Work order: The lines to return are those from the line holding "If you could put a point on the ocean" through the last line of the entries below, both included, written exactly and without pictures.

Extracted data:
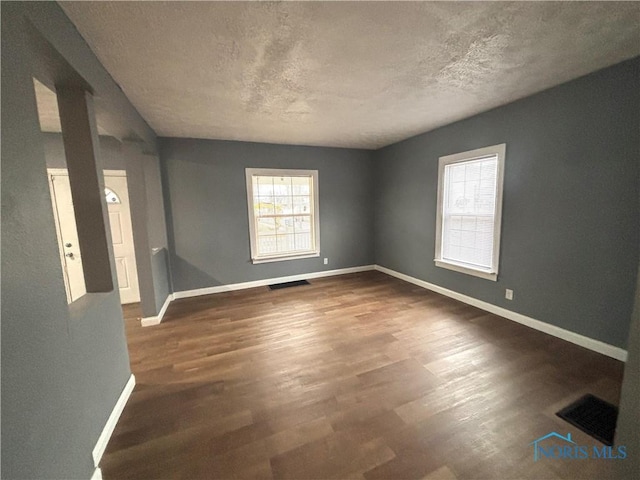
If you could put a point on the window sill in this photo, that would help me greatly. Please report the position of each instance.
(456, 267)
(285, 257)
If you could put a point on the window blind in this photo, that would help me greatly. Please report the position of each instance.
(469, 209)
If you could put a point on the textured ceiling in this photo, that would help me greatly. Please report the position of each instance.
(347, 74)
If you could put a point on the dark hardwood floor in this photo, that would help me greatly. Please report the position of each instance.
(360, 376)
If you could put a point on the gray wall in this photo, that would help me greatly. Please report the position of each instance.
(63, 367)
(629, 416)
(570, 230)
(207, 209)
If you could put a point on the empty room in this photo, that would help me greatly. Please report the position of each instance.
(314, 240)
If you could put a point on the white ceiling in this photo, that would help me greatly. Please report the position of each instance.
(343, 74)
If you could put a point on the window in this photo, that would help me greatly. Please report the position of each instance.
(283, 214)
(469, 211)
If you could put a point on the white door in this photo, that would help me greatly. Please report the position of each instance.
(67, 237)
(122, 236)
(117, 198)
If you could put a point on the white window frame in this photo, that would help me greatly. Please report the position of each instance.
(472, 155)
(315, 213)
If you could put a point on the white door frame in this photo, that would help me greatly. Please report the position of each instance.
(64, 171)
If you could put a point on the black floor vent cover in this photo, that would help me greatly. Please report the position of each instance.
(297, 283)
(593, 416)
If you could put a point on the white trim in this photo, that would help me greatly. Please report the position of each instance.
(149, 321)
(114, 173)
(269, 281)
(586, 342)
(497, 151)
(104, 437)
(315, 213)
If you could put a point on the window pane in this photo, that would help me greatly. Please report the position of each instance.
(282, 214)
(265, 186)
(301, 204)
(283, 205)
(282, 186)
(301, 185)
(302, 224)
(264, 206)
(468, 212)
(267, 244)
(286, 243)
(266, 226)
(284, 225)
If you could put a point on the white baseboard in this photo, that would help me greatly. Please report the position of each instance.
(104, 437)
(148, 321)
(586, 342)
(269, 281)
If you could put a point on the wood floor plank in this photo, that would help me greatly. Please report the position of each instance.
(359, 376)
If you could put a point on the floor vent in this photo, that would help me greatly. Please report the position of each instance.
(593, 416)
(297, 283)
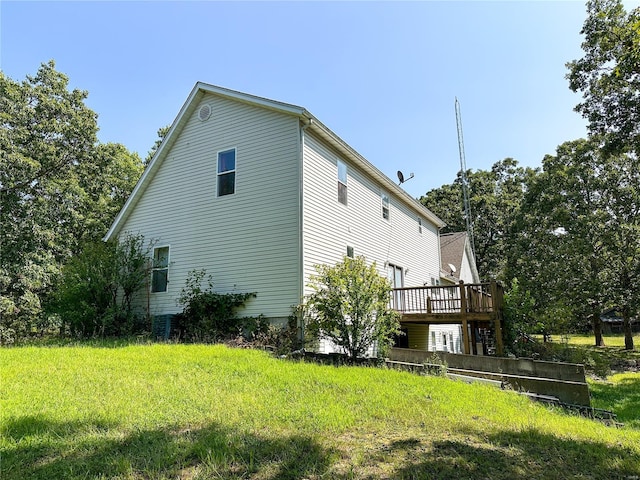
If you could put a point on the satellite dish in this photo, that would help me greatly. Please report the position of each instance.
(402, 179)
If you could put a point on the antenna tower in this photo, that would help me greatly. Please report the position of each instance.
(465, 180)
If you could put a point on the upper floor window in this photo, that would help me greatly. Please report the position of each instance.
(342, 182)
(226, 172)
(160, 269)
(385, 206)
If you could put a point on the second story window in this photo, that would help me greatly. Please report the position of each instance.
(226, 172)
(385, 206)
(342, 183)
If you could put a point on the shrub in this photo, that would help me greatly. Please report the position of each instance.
(209, 316)
(350, 307)
(94, 295)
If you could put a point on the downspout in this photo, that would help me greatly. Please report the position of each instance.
(301, 224)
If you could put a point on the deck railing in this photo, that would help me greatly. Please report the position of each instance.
(448, 299)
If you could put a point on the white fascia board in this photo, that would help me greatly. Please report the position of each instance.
(155, 162)
(251, 99)
(372, 171)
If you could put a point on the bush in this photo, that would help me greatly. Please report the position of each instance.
(94, 294)
(350, 307)
(210, 317)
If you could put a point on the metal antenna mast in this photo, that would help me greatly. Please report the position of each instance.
(465, 180)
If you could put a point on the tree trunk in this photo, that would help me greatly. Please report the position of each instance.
(597, 328)
(626, 325)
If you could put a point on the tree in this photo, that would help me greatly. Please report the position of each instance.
(350, 306)
(96, 289)
(58, 186)
(495, 197)
(608, 75)
(579, 243)
(162, 132)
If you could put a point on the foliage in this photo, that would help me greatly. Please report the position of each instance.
(95, 294)
(619, 394)
(162, 132)
(59, 188)
(579, 235)
(494, 197)
(209, 316)
(518, 315)
(350, 307)
(167, 411)
(283, 339)
(608, 74)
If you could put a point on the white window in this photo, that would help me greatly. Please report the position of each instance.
(226, 172)
(385, 205)
(342, 182)
(160, 269)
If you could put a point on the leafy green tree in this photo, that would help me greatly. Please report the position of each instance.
(608, 75)
(162, 132)
(58, 187)
(579, 245)
(96, 290)
(494, 196)
(350, 306)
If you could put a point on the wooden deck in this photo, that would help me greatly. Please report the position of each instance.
(472, 305)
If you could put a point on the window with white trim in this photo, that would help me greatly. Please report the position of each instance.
(160, 269)
(226, 172)
(342, 182)
(385, 205)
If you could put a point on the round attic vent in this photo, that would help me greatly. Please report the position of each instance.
(204, 113)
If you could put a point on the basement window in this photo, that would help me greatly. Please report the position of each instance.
(160, 269)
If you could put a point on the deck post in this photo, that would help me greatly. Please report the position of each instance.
(496, 301)
(463, 311)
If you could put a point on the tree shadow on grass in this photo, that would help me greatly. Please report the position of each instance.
(526, 454)
(623, 398)
(44, 450)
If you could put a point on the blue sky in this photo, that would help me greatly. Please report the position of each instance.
(383, 76)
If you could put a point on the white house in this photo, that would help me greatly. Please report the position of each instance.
(257, 192)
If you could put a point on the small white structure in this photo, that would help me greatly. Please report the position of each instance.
(257, 192)
(457, 263)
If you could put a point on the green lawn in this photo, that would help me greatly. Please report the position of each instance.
(610, 340)
(195, 412)
(619, 394)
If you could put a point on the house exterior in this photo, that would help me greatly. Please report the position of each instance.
(457, 264)
(257, 192)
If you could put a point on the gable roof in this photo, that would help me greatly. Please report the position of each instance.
(452, 249)
(312, 124)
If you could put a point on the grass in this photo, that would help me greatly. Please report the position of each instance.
(194, 412)
(610, 340)
(619, 394)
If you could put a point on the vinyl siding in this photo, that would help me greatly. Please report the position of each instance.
(329, 227)
(248, 241)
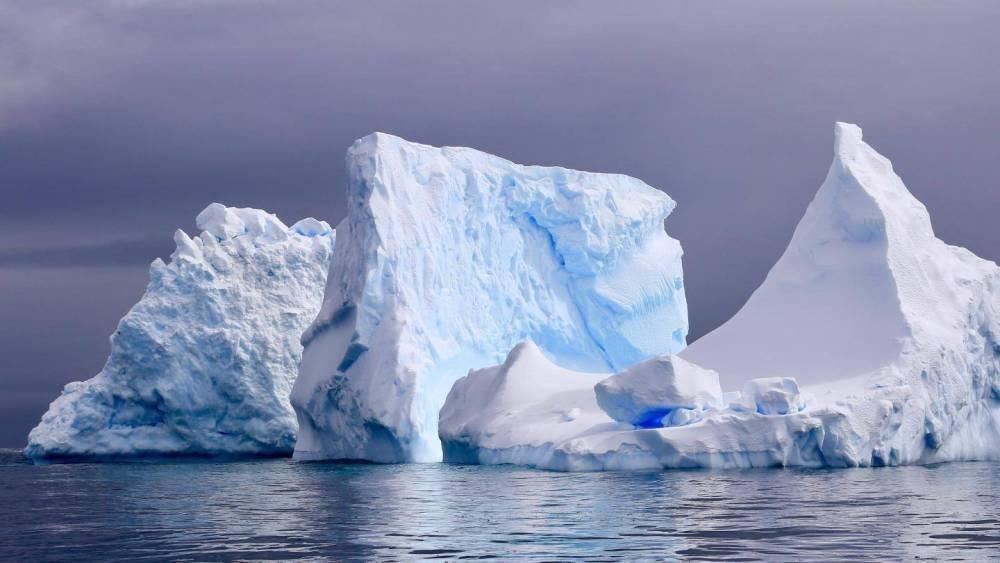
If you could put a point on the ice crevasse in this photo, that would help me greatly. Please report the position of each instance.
(204, 363)
(448, 258)
(871, 342)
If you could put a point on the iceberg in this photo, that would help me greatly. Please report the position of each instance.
(644, 394)
(204, 363)
(447, 259)
(871, 342)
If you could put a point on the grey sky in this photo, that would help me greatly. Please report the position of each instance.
(120, 120)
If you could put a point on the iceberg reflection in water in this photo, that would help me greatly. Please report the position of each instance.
(279, 509)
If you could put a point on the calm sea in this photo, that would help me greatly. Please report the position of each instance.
(281, 510)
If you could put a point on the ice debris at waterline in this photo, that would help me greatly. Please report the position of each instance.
(448, 258)
(892, 334)
(205, 361)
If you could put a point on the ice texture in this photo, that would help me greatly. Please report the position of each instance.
(447, 259)
(205, 361)
(644, 394)
(773, 395)
(871, 342)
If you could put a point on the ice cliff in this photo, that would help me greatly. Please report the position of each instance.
(871, 342)
(447, 259)
(205, 361)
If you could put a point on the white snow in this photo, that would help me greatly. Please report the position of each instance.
(447, 259)
(645, 393)
(893, 335)
(773, 395)
(205, 361)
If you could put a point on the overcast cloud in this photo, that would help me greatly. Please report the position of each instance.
(120, 120)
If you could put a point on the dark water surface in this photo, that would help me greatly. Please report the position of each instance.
(278, 509)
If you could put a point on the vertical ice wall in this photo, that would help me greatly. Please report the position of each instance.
(204, 362)
(449, 257)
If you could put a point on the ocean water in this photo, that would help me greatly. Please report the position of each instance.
(282, 510)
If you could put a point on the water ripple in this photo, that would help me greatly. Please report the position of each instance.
(280, 510)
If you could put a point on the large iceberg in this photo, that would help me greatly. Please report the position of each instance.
(447, 259)
(205, 361)
(871, 342)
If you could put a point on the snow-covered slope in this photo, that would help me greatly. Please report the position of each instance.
(447, 259)
(205, 361)
(894, 335)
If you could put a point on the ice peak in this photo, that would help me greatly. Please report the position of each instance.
(846, 137)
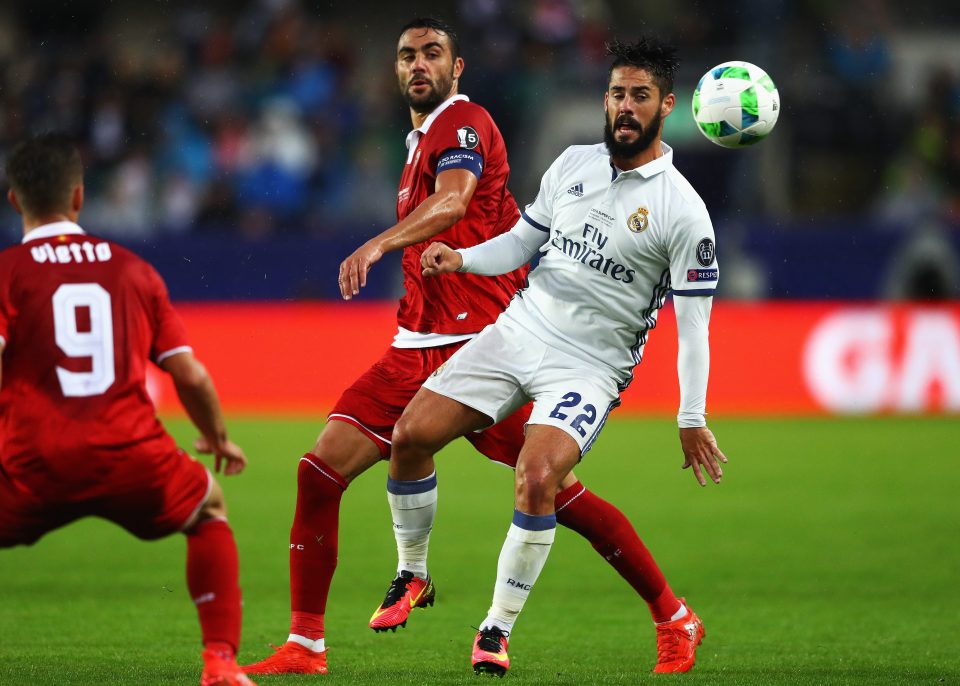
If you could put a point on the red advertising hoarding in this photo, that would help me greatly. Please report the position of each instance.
(770, 358)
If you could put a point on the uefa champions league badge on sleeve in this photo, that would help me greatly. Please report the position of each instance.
(639, 220)
(736, 104)
(706, 253)
(467, 137)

Solution to this problem:
If you could put a point on the ocean water in this photo, that would help me greatly. Please report the position of each instance.
(282, 510)
If you could put a point on the water ripple in this photo, that would help me greatly. Please report the position of each instance.
(280, 510)
If you could put a point on the large iceberg in this photo, that would help me greatly. Please report the position of each instance.
(447, 259)
(205, 361)
(871, 342)
If you could put a point on the snow-covered slope in this photo, that would help me greatly. Please report the position of each instance.
(447, 259)
(205, 361)
(894, 335)
If you could put a point on the ice peak in this photo, that would help me greatly. Please report the position of each instance.
(846, 137)
If you could put a point on the red advertising hoarding in this photo, that would help me greatly. Please report the position of each instance.
(770, 358)
If you could put a point on the uefa champions league badge on sleeve in this photo, that would help me greatly. Please report the position of each instance.
(639, 220)
(736, 104)
(706, 253)
(467, 137)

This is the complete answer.